I’m walking. Walking and thinking about a new work. It’s a dreich day in the middle of summer 2015 and I’m poking about the high country near Elvanfoot, trying to figure out how to make a piece about the impacts of climate change in the common upland source area of three of Scotland’s major rivers – ‘Annan, Tweed and Clyde all rise up on ane hillside’ as the old saying goes. Two and a half years later, that piece, a collaboration with Professor Pete Smith, would become The Same Hillsidebut that’s still in the future. Right now, I’ve wandered out across the top of the dam at Daer Reservoir and I’m puzzling at the sight of a fish spine, a trout, neatly and freshly parted from all flesh, but with no sign of the rest of the animal. It’s lying out on the very top of the dam wall. It’s not a small specimen - would have made a half-decent dinner for a couple of pescatarians. There’s nobody around, it’s hardly a day for a picnic (who takes raw trout on a picnic?), and almost nobody ventures up this dead-end road except for the few people who live this far up the dale, half a dozen Scottish Water workers, monthly visits by SEPA. Surely no otter or mink would have bothered hauling their dinner onto the very top of the sheer-sided parapet. A bird?

About a year later and I’ve caught up with Andy Izzard (now sadly deceased), the then Bailiff for the Upper Clyde Angling Protection Association, local resident and all-round wildlife-obsessed former squaddie. ‘Ah yes, that’ll be the osprey’, he tells me. ‘They’ve been visiting for a few years now, no nest yet. We’ve been keeping quiet about it.’

Cut to summer 2017 and I’m headed north on the M74 to meet up with the good folks of The Barn at Banchory to arrange a showing of The Same Hillside. In the intervening period, I’ve spent hundreds of hours hiking and filming in all seasons and all weathers around the tops of the Clyde, Annan and Tweed, and filmed around all five of the reservoirs in my study area – all well-stocked and prime hunting grounds for a hungry osprey. Truly, I’ve kept my eyes peeled but haven’t once caught sight of one. This despite Andy telling me on several occasions he’d seen one the day before, or this morning, or just now, minutes before I’d arrived to meet him.

If you’ve ever been on that road, just north of Beattock summit, you’ll know the place where the landscape suddenly opens up to reveal a flat, wild valley that runs away west from the motorway on one side, the Clyde meanders a silver snake below the road to Dalveen Pass. I’m in the middle lane, overtaking, right where the river runs alongside the carriageway for a few hundred yards, and as I glance left to check I’ve cleared the vehicle beside me, an osprey dips to scoop a fish from the water, the first and only time I’ve ever seen one. I shout out ‘Hey! Look at that! Did you see that?!’, looking around at the people in the vehicles beside me, then feel silly. They can’t hear me, everyone in their own steel and glass-encased worlds (an instant and a sensation that spawned another work, ROADSPACE).

DATA BLOCK.

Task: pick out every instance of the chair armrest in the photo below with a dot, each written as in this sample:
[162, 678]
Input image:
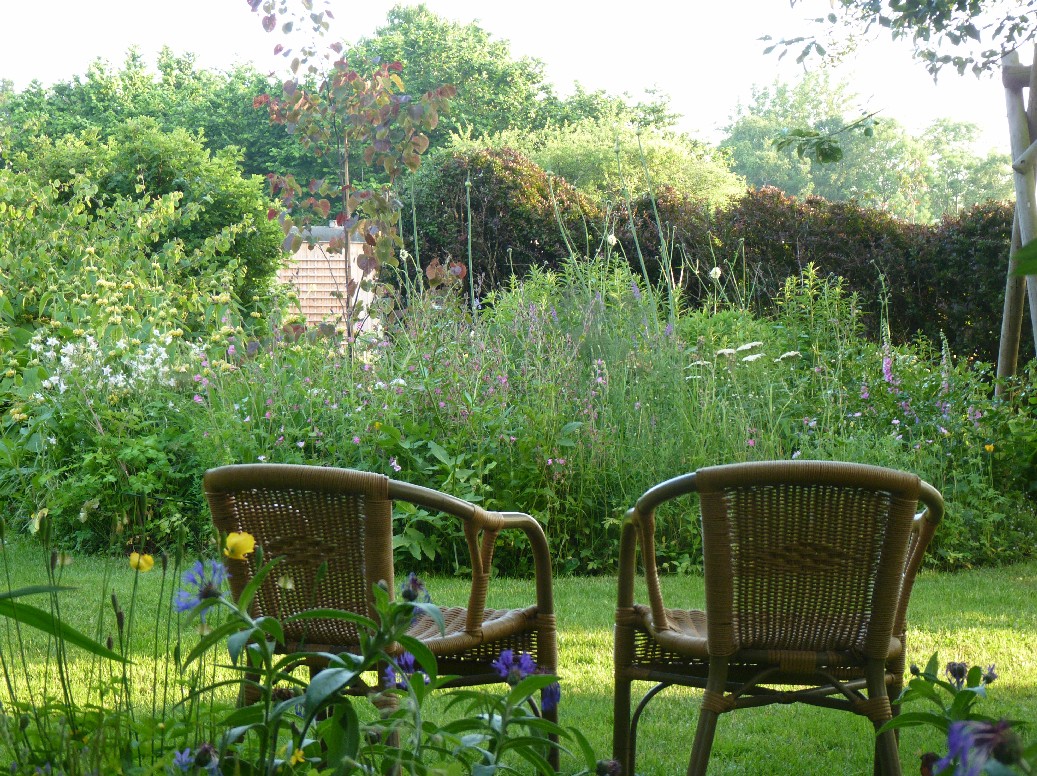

TASKS FOR THIS EXERCISE.
- A) According to the osprey passage, which local resident identified the osprey as the likely source of the trout spine on the dam?
- B) Decide whether each statement agrees with the osprey passage, answering yes or no and quoting the deciding words: (i) The trout spine lay on top of the dam at Daer Reservoir. (ii) While filming around the reservoirs, the writer saw ospreys several times. (iii) The Same Hillside was a collaboration with Professor Pete Smith.
- C) Extend the osprey passage with one or two paragraphs, starting after its final sentence.

ANSWERS FOR THIS EXERCISE.
- A) Andy Izzard, then Bailiff for the Upper Clyde Angling Protection Association.

- B)
(i) Yes: "It’s lying out on the very top of the dam wall."
(ii) No: "haven’t once caught sight of one."
(iii) Yes: "a collaboration with Professor Pete Smith"

- C)
Cut to late July 2020. Finally on the right side of lockdown (longer than most in my corner of Annandale), I’m sweaty and insect bitten and scratched and up to my waist in floodwater, having lately tracked a pathless half-mile through fields, over ditches and fences, clambered down a steep banking and waded and manhandled myself and my gear through ten metres of flooded river margin tangled with willow and fallen oak boughs. I’ve been here ten minutes and my feet are already going numb from immobility and the pressure of the water against my waders, but I’m happy. Down the barrel of my lens, about 200m away, an osprey chick, one of two recently fledged from the new nest site at Threave, is teetering atop a dead tree stump with a sizeable trout skewered in the talons of its left foot. It’s making the best shape it can of dining between moments of overbalance and frantic flapping. Its first-to-fledge sibling, the stronger and more accomplished flyer of the two, is noshing away at its own fishy prize on an altogether better perch a few tens of metres downstream. A magpie arrives and starts hustling for scraps, hopping ever closer to a bird many times its size, but our chick is not so clumsy after all. Having turned first to examine its target, now only feet away, it turns around once more, then jets a yard-long stream of gleaming white faeces in the direction of the pied buccaneer. It misses, but the magpie takes the hint and leaves a few moments later.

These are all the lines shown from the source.